AIM: Arrange the lines as a JSON list of strings, one string per line with blank lines omitted, starting with the line that contains "Where can you find the white rectangular" and continuing through the line that contains "<point>472,77</point>". Include only those lines.

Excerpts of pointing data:
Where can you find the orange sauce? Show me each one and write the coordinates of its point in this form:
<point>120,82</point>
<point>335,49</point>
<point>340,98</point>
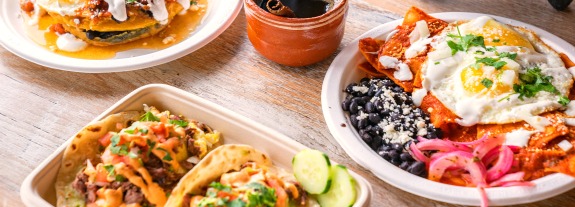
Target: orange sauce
<point>180,28</point>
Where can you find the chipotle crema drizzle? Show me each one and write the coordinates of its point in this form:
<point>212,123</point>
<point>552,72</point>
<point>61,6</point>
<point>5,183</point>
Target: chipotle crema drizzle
<point>178,30</point>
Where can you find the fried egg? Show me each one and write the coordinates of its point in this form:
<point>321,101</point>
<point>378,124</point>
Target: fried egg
<point>477,83</point>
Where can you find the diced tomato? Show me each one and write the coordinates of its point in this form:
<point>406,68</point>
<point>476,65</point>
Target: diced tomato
<point>105,140</point>
<point>172,143</point>
<point>160,131</point>
<point>282,200</point>
<point>224,194</point>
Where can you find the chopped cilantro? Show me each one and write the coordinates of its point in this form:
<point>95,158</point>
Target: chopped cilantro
<point>110,170</point>
<point>465,42</point>
<point>166,157</point>
<point>120,178</point>
<point>487,82</point>
<point>119,150</point>
<point>509,55</point>
<point>151,145</point>
<point>491,49</point>
<point>261,195</point>
<point>181,123</point>
<point>532,82</point>
<point>495,62</point>
<point>220,187</point>
<point>148,116</point>
<point>236,203</point>
<point>564,100</point>
<point>133,155</point>
<point>115,140</point>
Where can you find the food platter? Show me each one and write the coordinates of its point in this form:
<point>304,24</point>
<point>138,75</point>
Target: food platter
<point>219,16</point>
<point>38,188</point>
<point>343,71</point>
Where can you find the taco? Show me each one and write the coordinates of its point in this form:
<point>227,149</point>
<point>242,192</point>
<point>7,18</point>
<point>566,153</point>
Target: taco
<point>238,175</point>
<point>131,159</point>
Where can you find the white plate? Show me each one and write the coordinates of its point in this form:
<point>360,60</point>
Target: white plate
<point>219,15</point>
<point>38,187</point>
<point>343,71</point>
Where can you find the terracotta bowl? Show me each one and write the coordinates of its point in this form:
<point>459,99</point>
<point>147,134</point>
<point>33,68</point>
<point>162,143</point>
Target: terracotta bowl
<point>295,41</point>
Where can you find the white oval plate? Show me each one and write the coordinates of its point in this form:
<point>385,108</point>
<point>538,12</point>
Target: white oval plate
<point>219,15</point>
<point>343,71</point>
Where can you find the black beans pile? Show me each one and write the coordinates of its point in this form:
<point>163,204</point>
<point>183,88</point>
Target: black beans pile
<point>388,121</point>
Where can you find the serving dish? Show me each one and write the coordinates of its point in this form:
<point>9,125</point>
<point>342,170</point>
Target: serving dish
<point>343,71</point>
<point>38,187</point>
<point>219,16</point>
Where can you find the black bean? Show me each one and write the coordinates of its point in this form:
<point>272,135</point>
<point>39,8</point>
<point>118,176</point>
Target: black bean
<point>404,165</point>
<point>345,105</point>
<point>405,156</point>
<point>353,107</point>
<point>349,88</point>
<point>91,34</point>
<point>364,81</point>
<point>369,107</point>
<point>417,168</point>
<point>366,99</point>
<point>397,146</point>
<point>394,154</point>
<point>374,118</point>
<point>367,138</point>
<point>395,161</point>
<point>362,123</point>
<point>385,112</point>
<point>384,155</point>
<point>371,91</point>
<point>353,120</point>
<point>378,104</point>
<point>376,143</point>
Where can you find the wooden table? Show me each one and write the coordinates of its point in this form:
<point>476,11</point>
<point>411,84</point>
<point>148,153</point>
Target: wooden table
<point>40,108</point>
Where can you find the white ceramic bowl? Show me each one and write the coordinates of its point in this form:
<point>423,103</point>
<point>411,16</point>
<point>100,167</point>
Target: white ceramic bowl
<point>219,15</point>
<point>37,190</point>
<point>343,71</point>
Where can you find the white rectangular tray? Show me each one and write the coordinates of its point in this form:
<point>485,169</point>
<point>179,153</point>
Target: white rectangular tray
<point>38,188</point>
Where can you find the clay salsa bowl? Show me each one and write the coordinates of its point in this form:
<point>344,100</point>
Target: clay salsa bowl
<point>295,41</point>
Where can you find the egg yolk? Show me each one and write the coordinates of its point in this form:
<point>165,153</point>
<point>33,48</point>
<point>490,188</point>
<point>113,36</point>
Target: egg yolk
<point>497,34</point>
<point>472,77</point>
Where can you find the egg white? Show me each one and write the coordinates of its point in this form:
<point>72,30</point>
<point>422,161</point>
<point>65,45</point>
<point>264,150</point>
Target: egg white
<point>442,77</point>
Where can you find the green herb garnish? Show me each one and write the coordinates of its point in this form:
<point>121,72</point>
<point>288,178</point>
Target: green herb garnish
<point>181,123</point>
<point>486,82</point>
<point>532,82</point>
<point>148,116</point>
<point>465,42</point>
<point>564,100</point>
<point>166,157</point>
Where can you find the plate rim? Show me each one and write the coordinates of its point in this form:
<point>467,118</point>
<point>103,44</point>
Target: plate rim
<point>356,149</point>
<point>224,14</point>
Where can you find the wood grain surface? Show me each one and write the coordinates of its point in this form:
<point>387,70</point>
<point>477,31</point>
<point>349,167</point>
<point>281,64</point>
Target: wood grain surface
<point>40,108</point>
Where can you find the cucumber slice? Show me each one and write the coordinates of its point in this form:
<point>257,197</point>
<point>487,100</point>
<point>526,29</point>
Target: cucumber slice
<point>342,191</point>
<point>313,170</point>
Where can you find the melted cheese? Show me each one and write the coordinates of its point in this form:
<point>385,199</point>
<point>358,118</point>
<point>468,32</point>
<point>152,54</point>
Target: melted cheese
<point>118,9</point>
<point>152,191</point>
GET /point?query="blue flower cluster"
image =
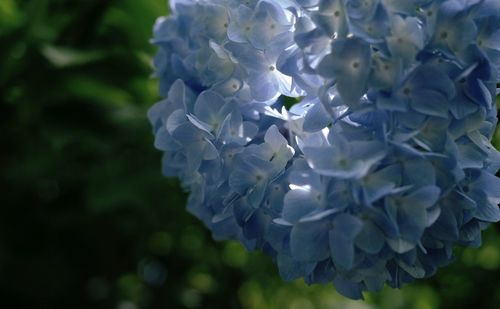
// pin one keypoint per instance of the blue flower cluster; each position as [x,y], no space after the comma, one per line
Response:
[384,162]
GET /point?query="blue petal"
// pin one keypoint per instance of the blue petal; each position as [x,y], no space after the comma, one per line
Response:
[309,241]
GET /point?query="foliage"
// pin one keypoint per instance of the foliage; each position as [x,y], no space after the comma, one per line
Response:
[89,222]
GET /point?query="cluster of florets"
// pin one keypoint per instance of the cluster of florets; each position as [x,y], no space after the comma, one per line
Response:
[347,139]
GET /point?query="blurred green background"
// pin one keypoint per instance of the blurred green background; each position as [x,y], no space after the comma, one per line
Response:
[87,220]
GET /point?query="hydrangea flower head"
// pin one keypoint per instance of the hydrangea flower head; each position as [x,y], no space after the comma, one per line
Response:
[382,166]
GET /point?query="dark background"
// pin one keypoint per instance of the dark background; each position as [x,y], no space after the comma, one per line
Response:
[87,220]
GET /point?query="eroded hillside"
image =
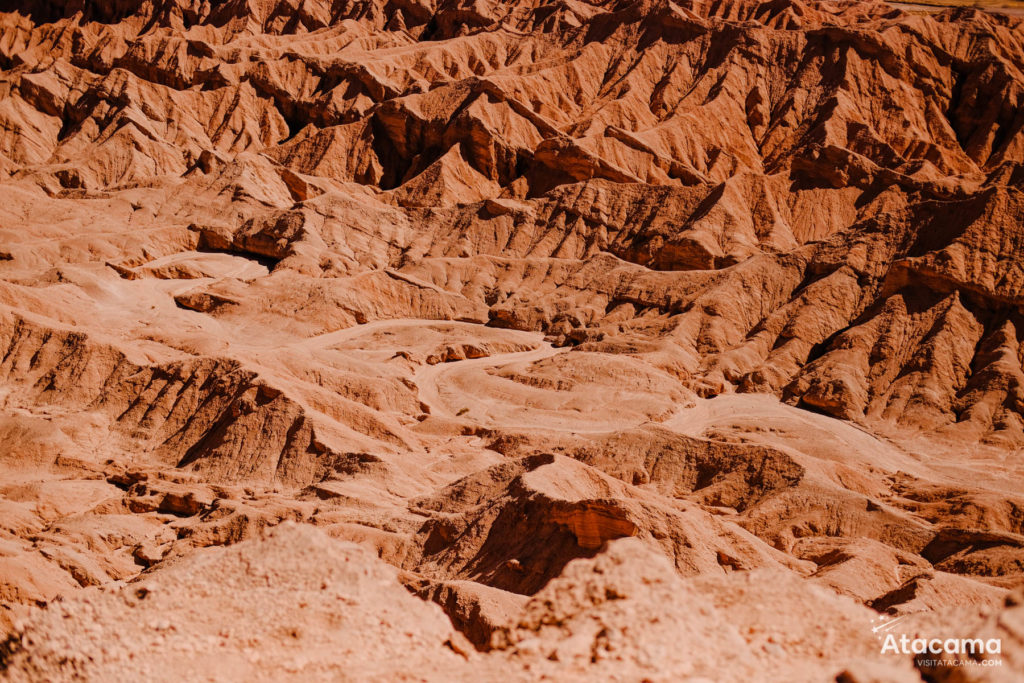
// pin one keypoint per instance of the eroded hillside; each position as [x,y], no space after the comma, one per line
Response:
[485,288]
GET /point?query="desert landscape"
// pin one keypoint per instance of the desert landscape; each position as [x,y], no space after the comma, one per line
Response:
[478,340]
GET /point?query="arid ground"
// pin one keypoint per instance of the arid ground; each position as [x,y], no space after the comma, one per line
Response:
[479,340]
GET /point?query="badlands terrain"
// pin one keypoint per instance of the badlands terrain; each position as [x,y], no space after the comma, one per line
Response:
[528,340]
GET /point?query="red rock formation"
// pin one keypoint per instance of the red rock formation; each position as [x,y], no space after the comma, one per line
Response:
[608,324]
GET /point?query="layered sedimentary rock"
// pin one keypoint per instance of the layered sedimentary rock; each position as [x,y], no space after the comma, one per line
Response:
[592,323]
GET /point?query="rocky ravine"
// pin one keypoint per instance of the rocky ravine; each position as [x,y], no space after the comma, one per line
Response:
[580,330]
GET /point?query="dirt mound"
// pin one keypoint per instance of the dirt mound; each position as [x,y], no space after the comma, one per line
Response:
[717,306]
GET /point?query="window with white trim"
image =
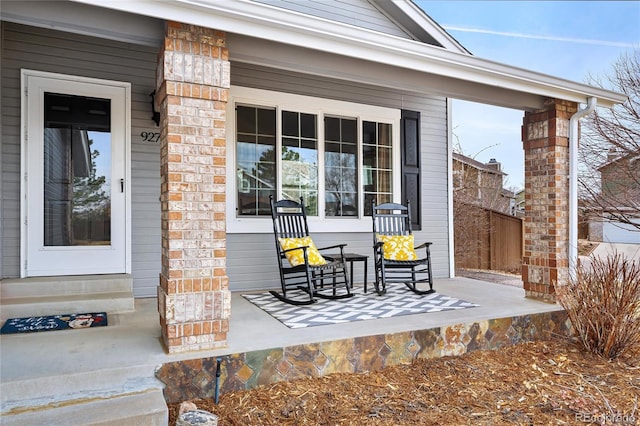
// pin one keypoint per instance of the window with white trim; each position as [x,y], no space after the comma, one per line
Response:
[338,156]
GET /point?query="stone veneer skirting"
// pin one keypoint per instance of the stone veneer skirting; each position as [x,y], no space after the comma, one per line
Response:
[195,378]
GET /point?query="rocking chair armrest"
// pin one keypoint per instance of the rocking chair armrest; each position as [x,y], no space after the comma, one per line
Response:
[423,245]
[304,248]
[340,246]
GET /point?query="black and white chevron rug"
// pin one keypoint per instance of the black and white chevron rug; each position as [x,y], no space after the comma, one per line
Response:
[396,302]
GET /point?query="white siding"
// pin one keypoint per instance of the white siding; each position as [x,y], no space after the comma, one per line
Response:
[615,232]
[253,255]
[66,53]
[359,13]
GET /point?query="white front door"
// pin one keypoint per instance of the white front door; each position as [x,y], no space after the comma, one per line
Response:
[75,148]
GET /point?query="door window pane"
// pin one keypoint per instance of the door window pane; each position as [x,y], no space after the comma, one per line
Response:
[341,165]
[256,171]
[77,170]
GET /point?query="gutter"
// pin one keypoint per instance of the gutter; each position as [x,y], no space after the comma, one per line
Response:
[574,140]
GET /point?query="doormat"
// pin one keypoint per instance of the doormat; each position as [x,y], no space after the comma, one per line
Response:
[396,302]
[54,322]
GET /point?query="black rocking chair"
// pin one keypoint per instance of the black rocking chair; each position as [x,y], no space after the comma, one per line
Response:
[396,259]
[301,265]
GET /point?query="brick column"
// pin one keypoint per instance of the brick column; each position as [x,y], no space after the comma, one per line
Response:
[545,135]
[193,83]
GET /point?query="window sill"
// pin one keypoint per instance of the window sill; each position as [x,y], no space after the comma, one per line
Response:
[316,225]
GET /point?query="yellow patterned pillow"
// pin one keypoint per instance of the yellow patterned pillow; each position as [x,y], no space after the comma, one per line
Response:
[296,257]
[398,247]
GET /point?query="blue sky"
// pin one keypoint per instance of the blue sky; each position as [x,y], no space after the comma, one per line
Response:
[567,39]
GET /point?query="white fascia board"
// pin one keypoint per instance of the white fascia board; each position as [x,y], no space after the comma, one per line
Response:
[292,28]
[83,19]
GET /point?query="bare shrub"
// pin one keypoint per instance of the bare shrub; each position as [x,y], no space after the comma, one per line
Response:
[603,304]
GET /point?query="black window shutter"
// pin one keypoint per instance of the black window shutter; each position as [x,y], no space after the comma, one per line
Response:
[410,145]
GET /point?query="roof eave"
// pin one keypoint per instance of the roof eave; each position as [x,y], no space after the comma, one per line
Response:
[276,24]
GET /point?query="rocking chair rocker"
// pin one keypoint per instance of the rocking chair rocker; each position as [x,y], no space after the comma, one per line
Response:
[395,257]
[301,265]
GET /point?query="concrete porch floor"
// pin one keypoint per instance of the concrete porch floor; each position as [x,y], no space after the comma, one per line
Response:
[69,369]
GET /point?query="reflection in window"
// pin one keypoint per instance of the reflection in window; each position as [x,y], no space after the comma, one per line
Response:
[256,159]
[300,159]
[377,161]
[77,170]
[341,166]
[278,153]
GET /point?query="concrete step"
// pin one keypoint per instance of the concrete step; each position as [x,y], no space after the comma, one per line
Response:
[31,393]
[144,408]
[65,295]
[64,285]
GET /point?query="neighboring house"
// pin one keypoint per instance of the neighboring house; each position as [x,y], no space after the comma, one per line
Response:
[620,192]
[197,112]
[481,184]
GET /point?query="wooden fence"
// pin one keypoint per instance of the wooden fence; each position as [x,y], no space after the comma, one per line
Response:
[487,239]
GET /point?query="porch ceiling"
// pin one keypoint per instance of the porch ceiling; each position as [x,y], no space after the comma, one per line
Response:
[271,36]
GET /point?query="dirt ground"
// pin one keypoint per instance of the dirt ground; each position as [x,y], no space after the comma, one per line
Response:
[539,383]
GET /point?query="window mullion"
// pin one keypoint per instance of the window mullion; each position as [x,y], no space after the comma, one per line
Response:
[279,173]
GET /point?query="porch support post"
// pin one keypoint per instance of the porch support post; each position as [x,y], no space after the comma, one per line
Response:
[545,135]
[194,301]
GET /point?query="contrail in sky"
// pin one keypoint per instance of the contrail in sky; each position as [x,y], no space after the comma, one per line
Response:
[541,37]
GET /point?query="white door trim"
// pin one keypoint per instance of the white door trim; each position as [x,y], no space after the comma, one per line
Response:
[121,116]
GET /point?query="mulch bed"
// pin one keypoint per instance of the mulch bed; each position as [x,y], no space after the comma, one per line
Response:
[536,383]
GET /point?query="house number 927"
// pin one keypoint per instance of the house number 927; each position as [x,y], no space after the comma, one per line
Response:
[150,137]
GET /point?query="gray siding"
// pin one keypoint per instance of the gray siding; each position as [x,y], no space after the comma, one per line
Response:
[359,13]
[260,248]
[251,259]
[66,53]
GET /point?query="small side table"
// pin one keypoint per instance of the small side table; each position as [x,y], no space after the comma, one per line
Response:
[354,257]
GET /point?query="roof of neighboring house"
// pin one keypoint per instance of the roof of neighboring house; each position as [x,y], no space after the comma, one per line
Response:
[256,33]
[486,167]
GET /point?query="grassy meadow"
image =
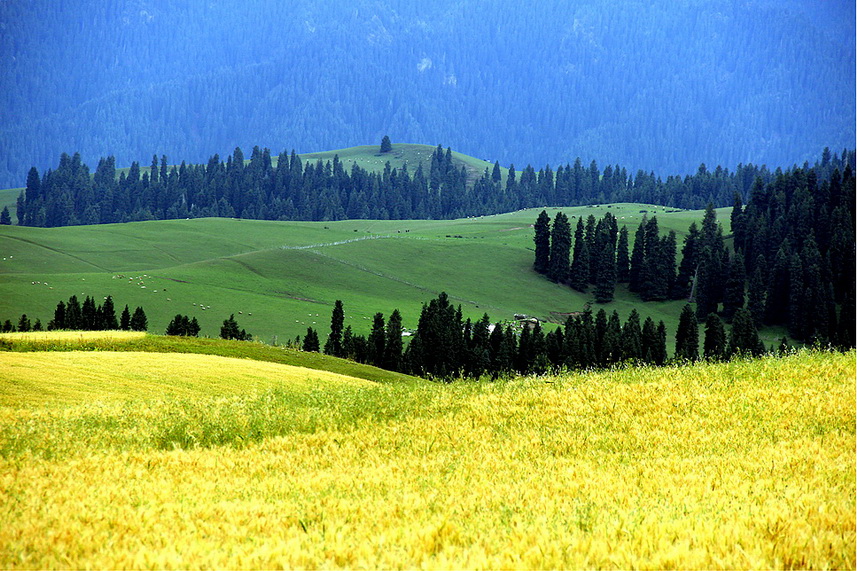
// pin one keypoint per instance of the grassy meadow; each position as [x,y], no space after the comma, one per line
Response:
[136,460]
[279,278]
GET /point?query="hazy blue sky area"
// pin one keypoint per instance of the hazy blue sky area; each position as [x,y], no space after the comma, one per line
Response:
[659,86]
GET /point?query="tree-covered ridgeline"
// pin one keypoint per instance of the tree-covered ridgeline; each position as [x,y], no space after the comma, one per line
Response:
[543,84]
[447,346]
[792,260]
[294,190]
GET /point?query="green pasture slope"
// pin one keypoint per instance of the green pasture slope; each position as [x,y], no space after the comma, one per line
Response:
[279,278]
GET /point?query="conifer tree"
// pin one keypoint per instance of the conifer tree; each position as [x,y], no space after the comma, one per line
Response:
[542,240]
[743,337]
[660,351]
[108,315]
[756,295]
[777,298]
[393,344]
[687,336]
[579,273]
[560,249]
[139,322]
[632,338]
[649,341]
[605,285]
[623,260]
[714,345]
[733,295]
[555,344]
[689,262]
[638,258]
[88,313]
[58,322]
[125,319]
[333,346]
[377,339]
[230,330]
[478,351]
[311,342]
[522,357]
[73,319]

SOLUTION TO THE PROBLEM:
[
  "Where can you find the white rectangular tray? Show me each one and write the coordinates of its point in this form:",
  "<point>485,169</point>",
  "<point>179,153</point>",
  "Target: white rectangular tray",
  "<point>38,188</point>",
  "Where can you find the clay salsa bowl? Show me each one and write the coordinates of its point in this form:",
  "<point>344,100</point>",
  "Target: clay salsa bowl",
  "<point>295,41</point>",
  "Where can you find the egg yolk? Show me each one and write the coordinates of its point in this form:",
  "<point>165,153</point>",
  "<point>33,48</point>",
  "<point>490,188</point>",
  "<point>113,36</point>",
  "Target: egg yolk",
  "<point>497,34</point>",
  "<point>472,77</point>"
]